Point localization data

============================================================

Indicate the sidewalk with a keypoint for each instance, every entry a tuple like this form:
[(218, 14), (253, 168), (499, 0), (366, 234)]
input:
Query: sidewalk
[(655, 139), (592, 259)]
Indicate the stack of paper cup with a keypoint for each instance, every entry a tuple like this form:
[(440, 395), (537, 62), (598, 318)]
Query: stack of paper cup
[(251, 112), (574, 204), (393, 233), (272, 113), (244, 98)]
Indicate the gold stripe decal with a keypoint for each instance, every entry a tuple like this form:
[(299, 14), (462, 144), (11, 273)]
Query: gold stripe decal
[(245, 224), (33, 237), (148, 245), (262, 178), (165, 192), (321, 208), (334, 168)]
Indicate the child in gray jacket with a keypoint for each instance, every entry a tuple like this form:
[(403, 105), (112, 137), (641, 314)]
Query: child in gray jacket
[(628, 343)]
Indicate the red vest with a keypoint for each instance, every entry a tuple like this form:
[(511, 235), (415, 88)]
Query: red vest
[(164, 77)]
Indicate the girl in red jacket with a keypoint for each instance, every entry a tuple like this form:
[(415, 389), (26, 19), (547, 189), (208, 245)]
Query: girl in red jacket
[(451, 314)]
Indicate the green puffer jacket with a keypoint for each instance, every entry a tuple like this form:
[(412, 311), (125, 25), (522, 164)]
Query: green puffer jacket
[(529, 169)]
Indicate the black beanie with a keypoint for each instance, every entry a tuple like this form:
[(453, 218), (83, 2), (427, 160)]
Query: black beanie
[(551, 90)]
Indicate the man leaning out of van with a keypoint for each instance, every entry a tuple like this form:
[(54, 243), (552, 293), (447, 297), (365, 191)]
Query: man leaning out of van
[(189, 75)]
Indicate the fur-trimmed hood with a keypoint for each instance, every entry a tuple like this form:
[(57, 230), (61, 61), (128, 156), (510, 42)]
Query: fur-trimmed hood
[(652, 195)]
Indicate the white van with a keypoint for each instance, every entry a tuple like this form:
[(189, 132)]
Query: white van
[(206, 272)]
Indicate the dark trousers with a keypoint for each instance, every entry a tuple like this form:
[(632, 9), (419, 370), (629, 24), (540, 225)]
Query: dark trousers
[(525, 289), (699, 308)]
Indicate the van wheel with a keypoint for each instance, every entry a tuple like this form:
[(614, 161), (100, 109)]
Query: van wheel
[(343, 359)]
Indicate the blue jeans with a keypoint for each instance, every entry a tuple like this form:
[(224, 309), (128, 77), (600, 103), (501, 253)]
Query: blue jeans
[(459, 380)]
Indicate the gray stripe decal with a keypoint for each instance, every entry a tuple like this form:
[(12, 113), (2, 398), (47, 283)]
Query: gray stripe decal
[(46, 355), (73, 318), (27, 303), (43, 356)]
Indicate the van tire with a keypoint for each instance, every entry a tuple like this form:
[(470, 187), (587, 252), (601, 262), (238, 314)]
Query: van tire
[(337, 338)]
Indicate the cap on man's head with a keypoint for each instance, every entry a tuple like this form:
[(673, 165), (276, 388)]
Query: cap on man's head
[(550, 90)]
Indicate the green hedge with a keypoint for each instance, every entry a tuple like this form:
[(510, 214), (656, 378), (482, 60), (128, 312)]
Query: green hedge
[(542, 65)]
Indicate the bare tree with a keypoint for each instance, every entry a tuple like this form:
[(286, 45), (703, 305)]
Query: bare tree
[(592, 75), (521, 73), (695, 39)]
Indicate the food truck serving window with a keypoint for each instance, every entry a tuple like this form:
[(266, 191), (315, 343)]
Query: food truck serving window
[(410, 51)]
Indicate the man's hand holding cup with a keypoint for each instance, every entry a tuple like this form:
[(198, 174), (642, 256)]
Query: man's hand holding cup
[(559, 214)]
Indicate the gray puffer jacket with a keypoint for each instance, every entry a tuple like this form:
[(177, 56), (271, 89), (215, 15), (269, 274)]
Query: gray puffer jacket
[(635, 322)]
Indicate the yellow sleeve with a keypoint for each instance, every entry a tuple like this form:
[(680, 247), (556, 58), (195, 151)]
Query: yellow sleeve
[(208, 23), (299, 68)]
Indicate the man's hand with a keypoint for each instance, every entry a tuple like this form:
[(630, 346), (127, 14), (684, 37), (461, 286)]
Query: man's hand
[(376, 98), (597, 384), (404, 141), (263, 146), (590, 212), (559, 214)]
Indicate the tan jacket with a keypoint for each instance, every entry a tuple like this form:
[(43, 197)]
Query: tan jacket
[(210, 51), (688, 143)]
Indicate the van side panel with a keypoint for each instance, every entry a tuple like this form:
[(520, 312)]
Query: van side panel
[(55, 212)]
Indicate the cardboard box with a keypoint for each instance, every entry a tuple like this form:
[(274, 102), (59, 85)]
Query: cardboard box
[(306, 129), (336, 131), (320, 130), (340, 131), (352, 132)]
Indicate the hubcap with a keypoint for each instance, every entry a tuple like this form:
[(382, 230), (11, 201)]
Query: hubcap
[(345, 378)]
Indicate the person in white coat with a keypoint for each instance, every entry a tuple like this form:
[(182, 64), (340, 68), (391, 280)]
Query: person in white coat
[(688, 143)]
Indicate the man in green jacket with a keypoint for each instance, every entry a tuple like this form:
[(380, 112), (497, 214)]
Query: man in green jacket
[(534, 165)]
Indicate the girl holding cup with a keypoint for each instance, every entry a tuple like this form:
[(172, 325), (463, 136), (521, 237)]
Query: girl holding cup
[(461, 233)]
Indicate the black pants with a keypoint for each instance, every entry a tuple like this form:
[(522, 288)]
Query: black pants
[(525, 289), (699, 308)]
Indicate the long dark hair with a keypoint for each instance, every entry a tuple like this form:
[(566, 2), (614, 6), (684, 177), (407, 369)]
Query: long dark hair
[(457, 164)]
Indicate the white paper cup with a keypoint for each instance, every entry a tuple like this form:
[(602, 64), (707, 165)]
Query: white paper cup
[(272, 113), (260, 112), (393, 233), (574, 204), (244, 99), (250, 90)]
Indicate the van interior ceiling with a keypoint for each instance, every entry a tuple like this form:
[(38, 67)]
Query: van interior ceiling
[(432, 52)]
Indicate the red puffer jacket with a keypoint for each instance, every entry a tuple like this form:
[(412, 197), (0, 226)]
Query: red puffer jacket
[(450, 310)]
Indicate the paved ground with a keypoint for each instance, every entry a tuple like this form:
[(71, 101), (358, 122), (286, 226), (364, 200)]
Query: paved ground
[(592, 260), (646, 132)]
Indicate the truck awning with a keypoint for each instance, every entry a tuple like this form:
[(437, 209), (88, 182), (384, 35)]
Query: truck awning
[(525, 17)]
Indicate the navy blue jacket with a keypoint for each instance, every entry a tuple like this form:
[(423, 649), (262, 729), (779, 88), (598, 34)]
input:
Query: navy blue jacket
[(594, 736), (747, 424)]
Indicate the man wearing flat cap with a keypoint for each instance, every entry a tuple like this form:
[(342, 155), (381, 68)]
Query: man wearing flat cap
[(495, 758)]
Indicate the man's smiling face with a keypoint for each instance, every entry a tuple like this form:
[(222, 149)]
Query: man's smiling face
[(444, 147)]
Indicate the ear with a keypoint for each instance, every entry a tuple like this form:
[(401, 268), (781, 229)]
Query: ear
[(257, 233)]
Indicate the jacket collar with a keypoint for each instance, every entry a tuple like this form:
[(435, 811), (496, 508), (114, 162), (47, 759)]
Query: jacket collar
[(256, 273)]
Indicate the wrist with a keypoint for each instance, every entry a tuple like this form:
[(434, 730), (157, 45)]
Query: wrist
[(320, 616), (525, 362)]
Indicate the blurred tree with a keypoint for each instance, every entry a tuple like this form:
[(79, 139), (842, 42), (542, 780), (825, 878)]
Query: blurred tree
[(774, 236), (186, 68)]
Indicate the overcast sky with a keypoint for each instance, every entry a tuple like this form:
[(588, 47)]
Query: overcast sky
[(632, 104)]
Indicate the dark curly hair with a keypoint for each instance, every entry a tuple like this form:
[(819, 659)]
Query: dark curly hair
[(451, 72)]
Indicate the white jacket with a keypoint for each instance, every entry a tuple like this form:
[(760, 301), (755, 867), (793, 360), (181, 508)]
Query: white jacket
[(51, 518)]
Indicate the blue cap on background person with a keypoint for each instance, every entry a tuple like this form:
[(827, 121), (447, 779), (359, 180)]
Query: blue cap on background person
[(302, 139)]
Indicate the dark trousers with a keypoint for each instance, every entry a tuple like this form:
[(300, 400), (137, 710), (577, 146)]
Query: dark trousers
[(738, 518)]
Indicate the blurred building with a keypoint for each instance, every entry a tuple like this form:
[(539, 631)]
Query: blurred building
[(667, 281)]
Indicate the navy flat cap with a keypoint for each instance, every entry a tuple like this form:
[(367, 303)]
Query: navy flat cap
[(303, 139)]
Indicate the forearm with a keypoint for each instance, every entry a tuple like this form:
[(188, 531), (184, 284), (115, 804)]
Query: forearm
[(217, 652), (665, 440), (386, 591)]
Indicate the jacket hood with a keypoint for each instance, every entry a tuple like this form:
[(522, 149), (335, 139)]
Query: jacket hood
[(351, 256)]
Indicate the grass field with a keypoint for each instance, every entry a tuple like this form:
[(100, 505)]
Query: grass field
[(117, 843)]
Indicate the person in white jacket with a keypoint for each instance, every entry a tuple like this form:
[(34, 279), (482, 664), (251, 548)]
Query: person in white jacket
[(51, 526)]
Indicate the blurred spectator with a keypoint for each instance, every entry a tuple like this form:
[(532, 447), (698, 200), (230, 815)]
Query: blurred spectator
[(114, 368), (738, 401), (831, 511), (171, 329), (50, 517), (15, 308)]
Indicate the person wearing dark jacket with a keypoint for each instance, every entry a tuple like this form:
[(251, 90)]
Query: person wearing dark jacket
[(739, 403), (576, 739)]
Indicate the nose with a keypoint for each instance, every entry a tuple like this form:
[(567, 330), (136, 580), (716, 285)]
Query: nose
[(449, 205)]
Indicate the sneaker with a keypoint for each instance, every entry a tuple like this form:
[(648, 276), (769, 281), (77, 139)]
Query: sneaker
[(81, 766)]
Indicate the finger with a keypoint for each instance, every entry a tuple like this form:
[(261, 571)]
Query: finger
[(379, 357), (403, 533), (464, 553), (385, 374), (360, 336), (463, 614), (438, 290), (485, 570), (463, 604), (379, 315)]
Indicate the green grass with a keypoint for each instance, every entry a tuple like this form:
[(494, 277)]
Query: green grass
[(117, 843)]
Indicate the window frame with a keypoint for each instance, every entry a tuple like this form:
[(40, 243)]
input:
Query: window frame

============================================================

- Required action
Going back over the entries above, copy word for word every line from the one that has "Query: blurred tree" on through the one that has "[(100, 505)]".

- Solved exercise
Query: blurred tree
[(774, 236), (186, 68)]
Indicate the overcast sky with a keypoint for each instance, every entry a tuple like this form:
[(588, 47)]
Query: overcast sky
[(632, 104)]
Indicate the dark curly hair with a keypoint for each instance, every entry a tuple like this form:
[(819, 659)]
Query: dark curly hair
[(451, 72)]
Indicate the white jacket with a keypoint for each instance, every entry a tuple like this form:
[(760, 301), (755, 867), (793, 360), (181, 508)]
Query: white jacket
[(51, 518)]
Indicate the blue cap on background person with a keypoint for each instance, every entry a tuple like this form:
[(827, 121), (447, 779), (359, 180)]
Query: blue cap on background person
[(302, 139)]
Indicate the dark trousers with a keypoint for each instance, every entry a tuple like this form:
[(300, 400), (137, 710), (577, 146)]
Query: dark trousers
[(738, 518)]
Indicate the blurred building with a keypoint for each instance, every entry a tuple like this form:
[(539, 631)]
Query: blurred building
[(667, 281)]
Indicate the navy flat cap with a keypoint for each instance, every entry a tuple like this form:
[(367, 303)]
Query: navy flat cap
[(303, 139)]
Indicate the forearm with a keypoint for each instance, every entry a tuple like this form:
[(188, 531), (184, 284), (115, 804)]
Query: forearm
[(217, 652), (665, 440), (386, 591)]
Indicate the jacket hood with a keypoint for each instance, every entry a tuple like this form:
[(522, 149), (335, 139)]
Query: jacket hood
[(351, 256)]
Indicate the grass field with a keypoint for each instance, every entry a tuple like this form:
[(100, 505)]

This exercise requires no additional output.